[Set problem 1]: Identify every line in the entries below that contains the string "dusted", and copy each of those lines.

[Text segment]:
%%
LD: My first band I wanted to call Lucifer Sam, but the singer wanted it to be a punk covers band, so he invited a prog rock guitarist to join. Makes sense, right? This moron wanted to play all the punk covers note perfectly. Kinda missing the point of punk in the first place. He didn’t like my nascent, clumsy fumblings with the bass so asked for me to be booted. I then formed the proper Lucifer Sam with me as singer, a friend on drums, and two drunks on guitar and bass. We had some great songs which are referenced in the novel, but the guitarist and bass player got very pissed one night before practice and ignited, threatening each other. The band was over.  The members of the fictional Lucifer Sam are nothing like the real ones. They’re a lot worse!

SRW: You name-drop a lotta fairly obscure bands (well, at least obscure here in God-forsaken Kansas), such as The Damned, Motorhead (with Lemmy, natch), and Hawkwind (Hawkwind, for crying out loud! I haven’t given them a second thought since my weed-stoked high school days!), amongst many others. Are these favorites? What is your favorite style of rock? “Non-suckesque” is mine.

LD: Always loved the Damned since I was a kid, though I saw them a year ago and they bored the pants off me. Real shame. They’d gotten old and were just going through well rehearsed paces. Lemmy… what can I say about Lemmy? I saw Motorhead many years back with the original trio when I was a child. Stone Dead Forever still goose bumps me. It’s just the perfect dirty, glorious rock song. I did a pilgrimage to The Rainbow in LA in February and sat in Lemmy’s chair at the bar. Crazy night. The Rainbow is a wild, amazing place where anything can happen…


SRW: Alright, let’s dig into the book. We all know the adage about “sex, drugs, and rock ‘n roll.” In your book, you’ve changed that battle-cry a bit, I think, to “sex, violence, and rock ‘n roll.” You certainly don’t skimp on any of the topics, making for a sobering, shocking, and, at times, grotesque read. (Even the Detective-Sergeant in your book likes her sex on the violent side.) I know it’s a horror book, first and foremost, but do you view rock music as violent? I ask because in your prose, you’re always “shredding” guitars, “beating” drums, “slashing” vocals…the list goes on.
%%
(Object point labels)
%%
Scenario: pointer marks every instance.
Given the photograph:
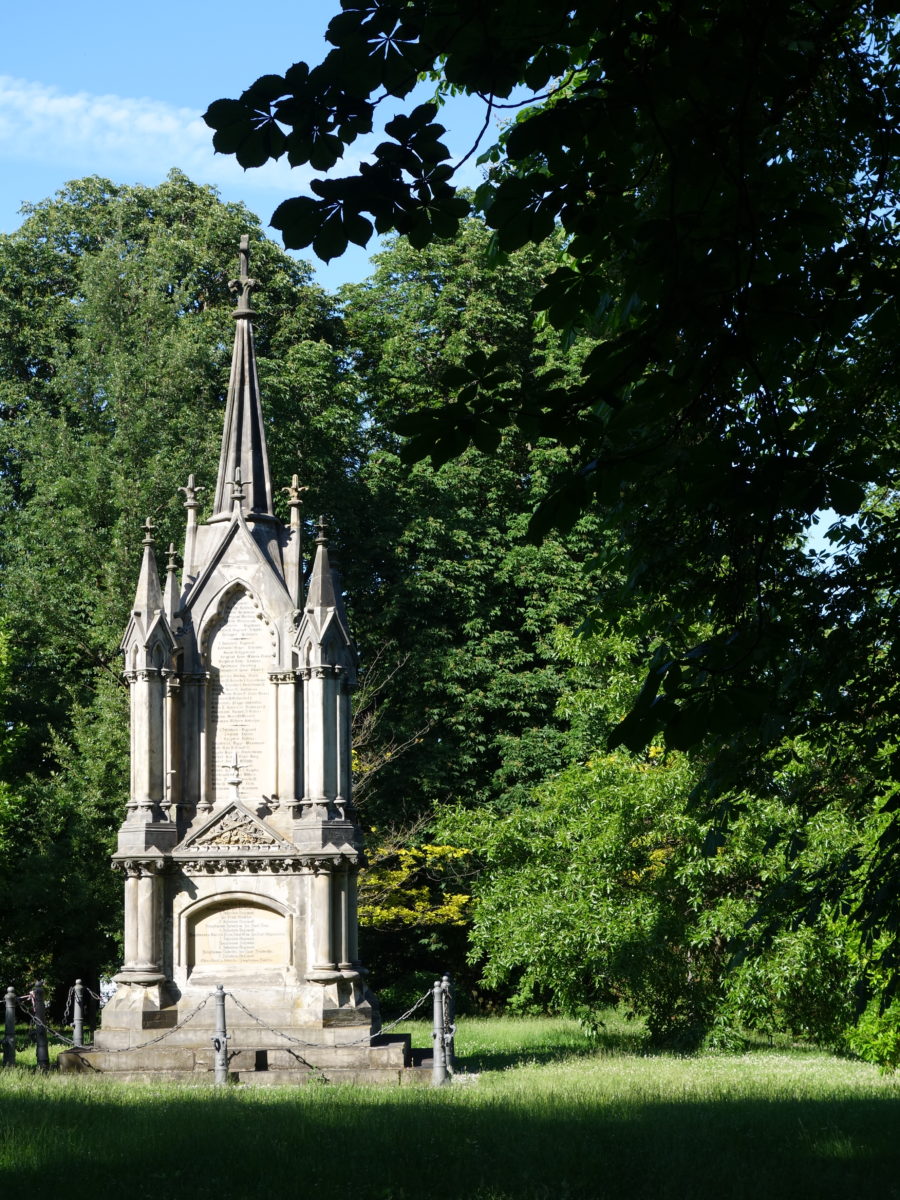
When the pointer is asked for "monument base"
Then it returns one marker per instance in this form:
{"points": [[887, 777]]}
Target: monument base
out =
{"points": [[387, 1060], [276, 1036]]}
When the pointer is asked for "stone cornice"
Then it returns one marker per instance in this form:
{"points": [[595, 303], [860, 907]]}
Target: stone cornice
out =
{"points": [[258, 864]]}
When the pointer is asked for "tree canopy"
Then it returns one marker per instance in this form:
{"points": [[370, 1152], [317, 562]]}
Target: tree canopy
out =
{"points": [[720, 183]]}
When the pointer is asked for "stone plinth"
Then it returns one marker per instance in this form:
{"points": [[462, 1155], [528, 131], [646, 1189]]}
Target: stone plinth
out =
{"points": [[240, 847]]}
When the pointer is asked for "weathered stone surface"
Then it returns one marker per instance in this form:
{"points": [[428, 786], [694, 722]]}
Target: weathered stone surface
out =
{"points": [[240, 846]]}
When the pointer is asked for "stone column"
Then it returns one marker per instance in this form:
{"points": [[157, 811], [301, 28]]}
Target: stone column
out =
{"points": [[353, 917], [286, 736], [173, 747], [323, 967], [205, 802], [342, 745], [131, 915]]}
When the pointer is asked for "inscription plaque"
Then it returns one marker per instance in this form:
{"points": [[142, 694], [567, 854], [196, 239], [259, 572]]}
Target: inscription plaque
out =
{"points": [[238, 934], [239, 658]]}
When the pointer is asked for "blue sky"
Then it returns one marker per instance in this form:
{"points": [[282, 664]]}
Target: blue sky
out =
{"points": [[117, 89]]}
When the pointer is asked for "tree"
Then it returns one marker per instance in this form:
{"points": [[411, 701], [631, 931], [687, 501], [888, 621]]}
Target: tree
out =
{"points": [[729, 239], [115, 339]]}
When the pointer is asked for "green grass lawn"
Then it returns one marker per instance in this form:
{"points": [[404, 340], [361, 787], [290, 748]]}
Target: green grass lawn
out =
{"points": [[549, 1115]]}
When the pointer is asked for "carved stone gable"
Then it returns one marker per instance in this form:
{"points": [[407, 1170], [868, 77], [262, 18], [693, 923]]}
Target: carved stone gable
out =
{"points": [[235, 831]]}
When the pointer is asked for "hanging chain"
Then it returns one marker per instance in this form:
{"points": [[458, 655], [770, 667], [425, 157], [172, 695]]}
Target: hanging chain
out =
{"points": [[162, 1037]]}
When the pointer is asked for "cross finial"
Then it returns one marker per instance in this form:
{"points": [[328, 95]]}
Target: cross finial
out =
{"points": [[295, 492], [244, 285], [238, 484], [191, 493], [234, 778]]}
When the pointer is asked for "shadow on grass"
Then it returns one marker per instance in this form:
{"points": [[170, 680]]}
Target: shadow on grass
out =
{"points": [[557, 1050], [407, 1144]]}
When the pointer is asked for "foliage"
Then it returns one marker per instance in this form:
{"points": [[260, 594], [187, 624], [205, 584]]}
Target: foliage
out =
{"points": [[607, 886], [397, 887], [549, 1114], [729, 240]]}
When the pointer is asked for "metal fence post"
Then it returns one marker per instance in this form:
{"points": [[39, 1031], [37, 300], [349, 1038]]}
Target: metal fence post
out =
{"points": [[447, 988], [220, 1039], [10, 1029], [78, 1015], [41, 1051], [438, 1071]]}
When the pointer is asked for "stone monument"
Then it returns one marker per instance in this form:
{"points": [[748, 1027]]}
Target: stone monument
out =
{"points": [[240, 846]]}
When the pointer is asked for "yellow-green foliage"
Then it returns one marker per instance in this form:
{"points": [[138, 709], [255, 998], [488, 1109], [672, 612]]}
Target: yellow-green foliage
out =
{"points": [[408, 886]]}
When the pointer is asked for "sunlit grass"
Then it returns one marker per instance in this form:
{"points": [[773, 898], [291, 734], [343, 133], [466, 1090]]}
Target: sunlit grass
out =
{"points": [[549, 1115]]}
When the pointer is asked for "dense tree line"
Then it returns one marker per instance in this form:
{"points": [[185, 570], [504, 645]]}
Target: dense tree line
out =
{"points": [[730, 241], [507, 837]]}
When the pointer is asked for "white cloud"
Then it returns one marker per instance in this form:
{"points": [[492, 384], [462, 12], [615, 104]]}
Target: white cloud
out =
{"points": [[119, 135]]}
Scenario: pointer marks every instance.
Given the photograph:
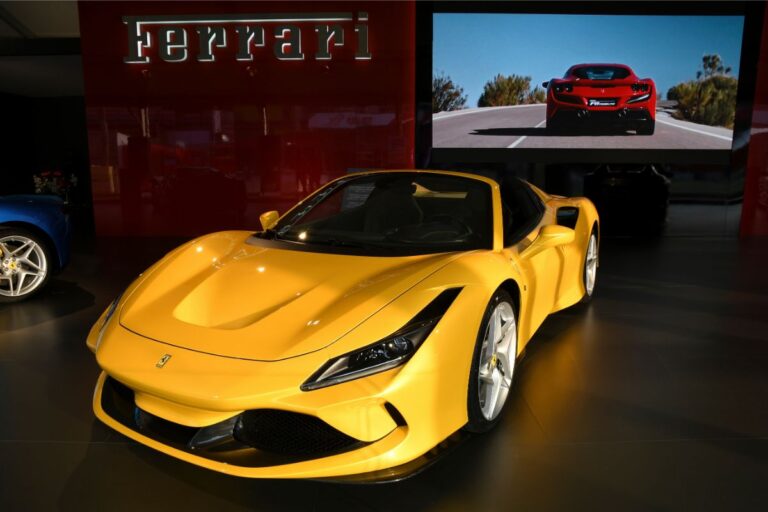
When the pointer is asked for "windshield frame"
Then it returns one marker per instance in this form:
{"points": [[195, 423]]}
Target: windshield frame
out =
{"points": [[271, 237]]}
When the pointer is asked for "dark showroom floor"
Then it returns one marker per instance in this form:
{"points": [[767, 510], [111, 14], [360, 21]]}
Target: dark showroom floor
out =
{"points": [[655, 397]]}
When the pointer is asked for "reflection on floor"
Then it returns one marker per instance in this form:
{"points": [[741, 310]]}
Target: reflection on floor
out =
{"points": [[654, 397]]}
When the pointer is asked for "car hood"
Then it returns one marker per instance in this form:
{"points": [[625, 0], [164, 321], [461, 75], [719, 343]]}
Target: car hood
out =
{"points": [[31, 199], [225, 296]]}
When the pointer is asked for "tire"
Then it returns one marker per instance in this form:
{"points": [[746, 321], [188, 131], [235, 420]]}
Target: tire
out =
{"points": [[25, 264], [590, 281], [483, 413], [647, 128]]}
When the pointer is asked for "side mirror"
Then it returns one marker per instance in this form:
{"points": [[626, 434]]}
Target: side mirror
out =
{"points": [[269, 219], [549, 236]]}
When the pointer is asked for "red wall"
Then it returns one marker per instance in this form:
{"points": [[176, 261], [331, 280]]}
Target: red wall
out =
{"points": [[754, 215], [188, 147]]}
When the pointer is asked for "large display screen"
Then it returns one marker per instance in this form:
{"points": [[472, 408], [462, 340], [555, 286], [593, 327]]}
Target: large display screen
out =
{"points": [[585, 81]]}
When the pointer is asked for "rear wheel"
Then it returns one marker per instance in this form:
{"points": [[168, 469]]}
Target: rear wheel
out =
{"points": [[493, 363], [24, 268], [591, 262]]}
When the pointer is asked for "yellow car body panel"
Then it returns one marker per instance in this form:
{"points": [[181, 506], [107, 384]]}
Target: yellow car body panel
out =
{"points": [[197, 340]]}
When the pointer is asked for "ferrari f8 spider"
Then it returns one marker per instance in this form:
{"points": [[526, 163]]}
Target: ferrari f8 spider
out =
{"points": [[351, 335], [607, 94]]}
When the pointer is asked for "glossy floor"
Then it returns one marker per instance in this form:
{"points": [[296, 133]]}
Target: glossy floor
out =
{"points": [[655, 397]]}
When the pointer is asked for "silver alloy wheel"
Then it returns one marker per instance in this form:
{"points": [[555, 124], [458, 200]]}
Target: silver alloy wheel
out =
%%
%%
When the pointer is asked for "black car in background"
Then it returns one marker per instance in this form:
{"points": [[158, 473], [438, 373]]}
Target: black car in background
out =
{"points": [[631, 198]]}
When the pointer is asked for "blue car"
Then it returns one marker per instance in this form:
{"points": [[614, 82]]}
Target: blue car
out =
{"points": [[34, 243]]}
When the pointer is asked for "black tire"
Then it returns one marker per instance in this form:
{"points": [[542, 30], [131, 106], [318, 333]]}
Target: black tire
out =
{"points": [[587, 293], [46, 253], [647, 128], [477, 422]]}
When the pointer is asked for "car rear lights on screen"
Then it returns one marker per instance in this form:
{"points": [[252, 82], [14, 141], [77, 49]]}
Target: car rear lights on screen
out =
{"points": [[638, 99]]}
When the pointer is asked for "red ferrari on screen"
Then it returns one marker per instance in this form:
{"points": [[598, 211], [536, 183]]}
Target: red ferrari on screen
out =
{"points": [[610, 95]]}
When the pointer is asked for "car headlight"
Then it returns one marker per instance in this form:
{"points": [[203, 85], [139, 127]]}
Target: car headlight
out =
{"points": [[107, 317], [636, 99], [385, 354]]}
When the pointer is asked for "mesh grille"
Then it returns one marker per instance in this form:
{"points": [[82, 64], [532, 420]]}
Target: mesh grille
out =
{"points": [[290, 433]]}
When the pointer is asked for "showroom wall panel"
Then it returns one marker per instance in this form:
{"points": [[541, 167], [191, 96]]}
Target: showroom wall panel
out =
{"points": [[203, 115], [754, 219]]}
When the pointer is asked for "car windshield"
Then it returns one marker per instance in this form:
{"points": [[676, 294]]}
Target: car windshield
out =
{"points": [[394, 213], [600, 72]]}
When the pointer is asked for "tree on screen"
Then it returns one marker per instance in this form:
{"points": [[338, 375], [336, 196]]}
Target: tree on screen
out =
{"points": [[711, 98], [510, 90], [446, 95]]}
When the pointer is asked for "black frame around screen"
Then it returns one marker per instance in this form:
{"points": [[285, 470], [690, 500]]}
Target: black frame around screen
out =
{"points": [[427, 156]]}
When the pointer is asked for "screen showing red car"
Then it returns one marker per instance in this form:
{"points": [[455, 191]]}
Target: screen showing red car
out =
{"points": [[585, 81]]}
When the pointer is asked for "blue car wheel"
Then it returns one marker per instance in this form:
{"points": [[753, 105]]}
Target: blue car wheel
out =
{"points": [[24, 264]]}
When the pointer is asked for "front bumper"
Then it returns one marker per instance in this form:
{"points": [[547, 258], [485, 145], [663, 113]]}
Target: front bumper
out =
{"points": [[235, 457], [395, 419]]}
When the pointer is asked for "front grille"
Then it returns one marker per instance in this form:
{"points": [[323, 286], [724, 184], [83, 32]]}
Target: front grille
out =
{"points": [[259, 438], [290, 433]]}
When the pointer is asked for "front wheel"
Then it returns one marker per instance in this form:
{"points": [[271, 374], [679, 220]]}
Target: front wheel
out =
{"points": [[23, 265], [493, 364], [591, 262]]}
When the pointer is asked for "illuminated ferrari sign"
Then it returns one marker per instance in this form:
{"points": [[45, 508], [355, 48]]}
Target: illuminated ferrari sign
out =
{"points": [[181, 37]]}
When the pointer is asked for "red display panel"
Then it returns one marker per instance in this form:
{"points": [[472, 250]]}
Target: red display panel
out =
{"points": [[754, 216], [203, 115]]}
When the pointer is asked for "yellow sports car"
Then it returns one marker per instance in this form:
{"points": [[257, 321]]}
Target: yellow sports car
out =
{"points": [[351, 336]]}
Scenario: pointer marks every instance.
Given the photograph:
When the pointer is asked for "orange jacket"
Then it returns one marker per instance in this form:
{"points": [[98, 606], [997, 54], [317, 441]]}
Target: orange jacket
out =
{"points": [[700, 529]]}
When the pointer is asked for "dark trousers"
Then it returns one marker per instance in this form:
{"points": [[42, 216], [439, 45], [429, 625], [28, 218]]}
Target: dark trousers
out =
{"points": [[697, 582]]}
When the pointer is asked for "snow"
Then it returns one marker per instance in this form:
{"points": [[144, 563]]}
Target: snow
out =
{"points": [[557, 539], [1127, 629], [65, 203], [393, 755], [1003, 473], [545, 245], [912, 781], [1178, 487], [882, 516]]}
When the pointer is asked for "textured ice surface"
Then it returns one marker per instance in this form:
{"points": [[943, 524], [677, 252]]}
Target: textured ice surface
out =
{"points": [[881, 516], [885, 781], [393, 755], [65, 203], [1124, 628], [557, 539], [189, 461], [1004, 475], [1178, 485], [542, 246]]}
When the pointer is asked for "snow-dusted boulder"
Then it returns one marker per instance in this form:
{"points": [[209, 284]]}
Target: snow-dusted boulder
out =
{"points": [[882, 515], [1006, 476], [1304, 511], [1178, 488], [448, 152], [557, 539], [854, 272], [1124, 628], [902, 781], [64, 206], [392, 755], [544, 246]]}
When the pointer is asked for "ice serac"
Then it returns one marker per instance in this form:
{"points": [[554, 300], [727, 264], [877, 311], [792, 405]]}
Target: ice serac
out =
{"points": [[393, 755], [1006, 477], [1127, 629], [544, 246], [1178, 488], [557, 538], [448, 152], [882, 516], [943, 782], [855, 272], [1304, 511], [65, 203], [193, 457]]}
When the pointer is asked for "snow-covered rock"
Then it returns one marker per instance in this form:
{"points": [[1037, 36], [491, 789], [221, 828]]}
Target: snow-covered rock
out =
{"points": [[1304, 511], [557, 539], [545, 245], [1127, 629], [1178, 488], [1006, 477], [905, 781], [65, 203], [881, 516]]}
%%
[Set problem 2]: In the interview above, where did LD sit during the February visit to The Rainbow in LA?

[Answer 1]:
When the pointer is asked for "snow-dusted boulder"
Target: snow-dusted boulder

[Answer 2]: In Lemmy's chair at the bar.